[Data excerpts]
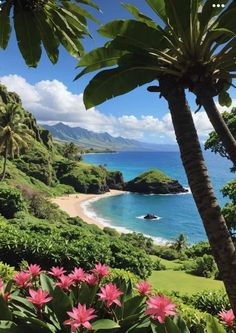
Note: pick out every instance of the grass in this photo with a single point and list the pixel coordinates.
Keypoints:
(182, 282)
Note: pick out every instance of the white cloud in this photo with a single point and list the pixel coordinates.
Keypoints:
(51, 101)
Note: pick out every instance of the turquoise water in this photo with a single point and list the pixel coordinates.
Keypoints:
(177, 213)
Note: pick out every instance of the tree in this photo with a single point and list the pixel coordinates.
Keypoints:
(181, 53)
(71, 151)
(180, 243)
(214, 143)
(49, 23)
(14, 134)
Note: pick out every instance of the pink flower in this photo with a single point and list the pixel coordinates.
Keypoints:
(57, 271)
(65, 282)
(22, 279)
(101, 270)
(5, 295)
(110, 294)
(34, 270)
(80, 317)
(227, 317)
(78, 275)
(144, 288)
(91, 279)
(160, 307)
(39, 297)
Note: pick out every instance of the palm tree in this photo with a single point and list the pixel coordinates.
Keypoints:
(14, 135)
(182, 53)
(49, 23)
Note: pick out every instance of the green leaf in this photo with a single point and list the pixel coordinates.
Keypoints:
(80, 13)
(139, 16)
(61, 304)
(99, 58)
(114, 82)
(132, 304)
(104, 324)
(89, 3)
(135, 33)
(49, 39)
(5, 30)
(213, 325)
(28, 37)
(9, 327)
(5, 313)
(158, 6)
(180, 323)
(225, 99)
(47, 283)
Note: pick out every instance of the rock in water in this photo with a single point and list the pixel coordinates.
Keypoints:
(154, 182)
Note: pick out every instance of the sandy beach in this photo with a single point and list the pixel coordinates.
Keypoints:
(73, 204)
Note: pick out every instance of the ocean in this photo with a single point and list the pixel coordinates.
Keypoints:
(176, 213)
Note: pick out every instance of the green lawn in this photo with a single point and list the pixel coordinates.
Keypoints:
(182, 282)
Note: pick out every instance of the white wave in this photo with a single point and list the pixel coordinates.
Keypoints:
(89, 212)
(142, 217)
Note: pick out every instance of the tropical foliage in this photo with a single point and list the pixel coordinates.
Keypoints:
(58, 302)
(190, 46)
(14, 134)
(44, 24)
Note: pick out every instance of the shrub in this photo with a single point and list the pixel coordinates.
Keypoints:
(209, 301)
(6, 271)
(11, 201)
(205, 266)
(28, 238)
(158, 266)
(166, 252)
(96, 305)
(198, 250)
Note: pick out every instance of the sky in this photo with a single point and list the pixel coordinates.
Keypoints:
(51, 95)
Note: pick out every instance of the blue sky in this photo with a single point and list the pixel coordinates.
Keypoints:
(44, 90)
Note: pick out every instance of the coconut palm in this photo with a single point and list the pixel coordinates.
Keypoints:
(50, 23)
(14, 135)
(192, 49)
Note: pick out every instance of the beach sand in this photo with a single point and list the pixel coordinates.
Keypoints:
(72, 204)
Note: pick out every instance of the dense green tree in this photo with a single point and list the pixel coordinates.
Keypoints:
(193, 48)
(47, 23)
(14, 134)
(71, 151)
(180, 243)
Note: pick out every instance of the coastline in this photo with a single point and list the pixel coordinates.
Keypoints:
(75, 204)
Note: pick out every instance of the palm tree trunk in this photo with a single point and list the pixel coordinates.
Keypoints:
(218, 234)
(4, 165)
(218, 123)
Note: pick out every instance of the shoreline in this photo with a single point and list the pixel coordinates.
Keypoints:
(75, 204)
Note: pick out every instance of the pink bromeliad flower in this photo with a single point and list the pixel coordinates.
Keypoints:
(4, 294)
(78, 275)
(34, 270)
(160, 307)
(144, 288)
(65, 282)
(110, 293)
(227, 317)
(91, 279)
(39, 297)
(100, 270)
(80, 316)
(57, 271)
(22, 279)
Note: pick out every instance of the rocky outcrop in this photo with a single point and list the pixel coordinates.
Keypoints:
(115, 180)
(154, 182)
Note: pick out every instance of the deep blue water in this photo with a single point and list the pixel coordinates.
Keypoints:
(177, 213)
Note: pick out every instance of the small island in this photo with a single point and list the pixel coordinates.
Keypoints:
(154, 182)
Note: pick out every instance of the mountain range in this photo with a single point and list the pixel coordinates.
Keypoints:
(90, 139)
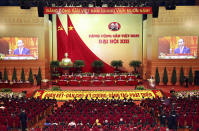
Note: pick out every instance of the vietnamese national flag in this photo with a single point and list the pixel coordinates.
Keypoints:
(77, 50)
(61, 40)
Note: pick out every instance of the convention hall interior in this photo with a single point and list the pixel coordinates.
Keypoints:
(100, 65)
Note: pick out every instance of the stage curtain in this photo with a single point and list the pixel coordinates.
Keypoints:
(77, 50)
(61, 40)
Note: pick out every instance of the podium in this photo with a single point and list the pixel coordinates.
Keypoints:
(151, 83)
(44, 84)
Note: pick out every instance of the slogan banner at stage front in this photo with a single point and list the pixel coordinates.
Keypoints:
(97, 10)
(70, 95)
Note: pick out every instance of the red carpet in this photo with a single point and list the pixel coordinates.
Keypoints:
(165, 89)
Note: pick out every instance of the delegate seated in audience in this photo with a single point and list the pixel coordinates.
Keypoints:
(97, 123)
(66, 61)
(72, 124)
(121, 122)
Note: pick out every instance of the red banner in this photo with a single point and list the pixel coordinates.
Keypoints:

◆ The task ◆
Lines from the entries that contain the word "tree" are what the answer must hold.

◆ Answer space ◆
Note: pick out every instance of the tree in this photo with a single point and list the pixel coordinates.
Note: pick out every instance of the palm tree in this photo with a single point and list the pixel coordinates.
Note: pick out every instance of the dense green tree in this photo with a single point and list the pixel coordinates.
Note: pick out every instance of the palm tree trunk in this photo with a single point and list the pixel coordinates.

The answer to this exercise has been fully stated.